START DATA UNDER STUDY

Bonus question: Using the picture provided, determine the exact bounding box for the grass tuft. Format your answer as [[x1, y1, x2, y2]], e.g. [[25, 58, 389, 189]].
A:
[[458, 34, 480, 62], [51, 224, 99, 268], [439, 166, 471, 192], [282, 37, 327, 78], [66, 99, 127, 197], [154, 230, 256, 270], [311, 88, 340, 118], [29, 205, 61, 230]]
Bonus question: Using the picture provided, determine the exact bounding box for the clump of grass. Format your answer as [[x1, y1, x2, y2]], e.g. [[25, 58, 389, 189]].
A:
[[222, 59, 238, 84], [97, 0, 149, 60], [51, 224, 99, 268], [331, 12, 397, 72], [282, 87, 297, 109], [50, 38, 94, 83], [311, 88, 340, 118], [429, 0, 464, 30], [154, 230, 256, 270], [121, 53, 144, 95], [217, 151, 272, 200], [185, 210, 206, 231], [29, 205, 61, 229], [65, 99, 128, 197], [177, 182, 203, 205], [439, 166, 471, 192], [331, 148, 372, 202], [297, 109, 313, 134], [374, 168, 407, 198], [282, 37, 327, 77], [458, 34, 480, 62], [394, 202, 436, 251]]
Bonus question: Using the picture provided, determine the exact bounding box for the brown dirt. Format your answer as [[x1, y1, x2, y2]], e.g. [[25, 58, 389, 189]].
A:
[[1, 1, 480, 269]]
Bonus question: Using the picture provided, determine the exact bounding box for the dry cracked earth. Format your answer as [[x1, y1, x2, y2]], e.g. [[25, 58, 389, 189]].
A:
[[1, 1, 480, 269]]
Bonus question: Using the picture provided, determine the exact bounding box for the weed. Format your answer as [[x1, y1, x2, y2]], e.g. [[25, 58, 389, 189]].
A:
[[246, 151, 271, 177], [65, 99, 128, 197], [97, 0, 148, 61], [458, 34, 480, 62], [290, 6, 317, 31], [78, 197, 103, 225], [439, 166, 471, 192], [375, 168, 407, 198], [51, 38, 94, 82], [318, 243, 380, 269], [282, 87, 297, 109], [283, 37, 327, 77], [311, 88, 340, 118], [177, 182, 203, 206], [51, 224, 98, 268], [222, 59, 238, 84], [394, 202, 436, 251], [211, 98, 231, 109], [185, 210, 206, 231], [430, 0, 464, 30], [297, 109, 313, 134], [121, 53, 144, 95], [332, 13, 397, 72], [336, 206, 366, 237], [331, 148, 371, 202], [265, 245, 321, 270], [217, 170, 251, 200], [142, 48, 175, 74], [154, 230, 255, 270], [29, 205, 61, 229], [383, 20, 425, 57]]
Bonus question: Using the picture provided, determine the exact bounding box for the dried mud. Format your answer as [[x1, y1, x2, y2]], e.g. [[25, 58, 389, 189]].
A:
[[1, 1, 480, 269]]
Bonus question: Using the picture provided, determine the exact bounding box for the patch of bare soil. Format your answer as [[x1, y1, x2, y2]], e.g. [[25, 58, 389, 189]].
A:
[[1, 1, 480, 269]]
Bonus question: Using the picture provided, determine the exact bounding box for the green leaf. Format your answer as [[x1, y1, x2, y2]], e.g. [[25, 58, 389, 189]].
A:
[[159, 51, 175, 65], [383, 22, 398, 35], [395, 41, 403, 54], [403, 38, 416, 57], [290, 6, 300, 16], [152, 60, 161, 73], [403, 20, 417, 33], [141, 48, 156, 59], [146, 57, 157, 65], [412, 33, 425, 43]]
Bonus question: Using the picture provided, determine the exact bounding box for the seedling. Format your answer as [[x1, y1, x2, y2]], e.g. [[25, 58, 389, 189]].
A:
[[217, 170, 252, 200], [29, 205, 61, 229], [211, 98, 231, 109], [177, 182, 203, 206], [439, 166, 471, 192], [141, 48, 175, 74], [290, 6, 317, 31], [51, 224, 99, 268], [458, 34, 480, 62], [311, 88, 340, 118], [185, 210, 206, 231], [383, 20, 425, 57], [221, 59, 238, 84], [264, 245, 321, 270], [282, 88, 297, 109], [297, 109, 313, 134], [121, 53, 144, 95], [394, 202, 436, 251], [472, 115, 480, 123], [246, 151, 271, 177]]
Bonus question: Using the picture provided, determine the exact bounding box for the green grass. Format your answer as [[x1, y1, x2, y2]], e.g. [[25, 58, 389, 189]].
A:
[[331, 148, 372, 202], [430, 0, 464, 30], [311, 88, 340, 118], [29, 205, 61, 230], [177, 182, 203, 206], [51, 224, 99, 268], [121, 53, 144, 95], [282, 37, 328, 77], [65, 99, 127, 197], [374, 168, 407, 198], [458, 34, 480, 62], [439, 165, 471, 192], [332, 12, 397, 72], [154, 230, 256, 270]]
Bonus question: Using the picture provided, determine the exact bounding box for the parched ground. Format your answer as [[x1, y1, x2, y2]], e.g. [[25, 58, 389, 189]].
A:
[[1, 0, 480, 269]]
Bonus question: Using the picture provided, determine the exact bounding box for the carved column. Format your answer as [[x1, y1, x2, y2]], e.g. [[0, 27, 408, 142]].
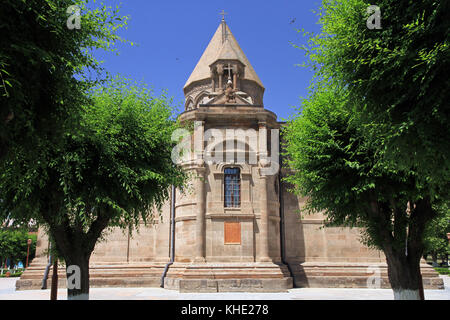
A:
[[217, 65, 224, 92], [194, 120, 206, 262], [211, 70, 216, 92], [258, 122, 271, 262], [194, 120, 204, 161], [258, 170, 270, 262], [194, 161, 206, 262], [232, 65, 238, 90]]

END DATA UNDER STUDY

EXERCISE AIM → The expected answer is one number: the count of lines in the listing that include the string "green".

OUTPUT BELOW → 2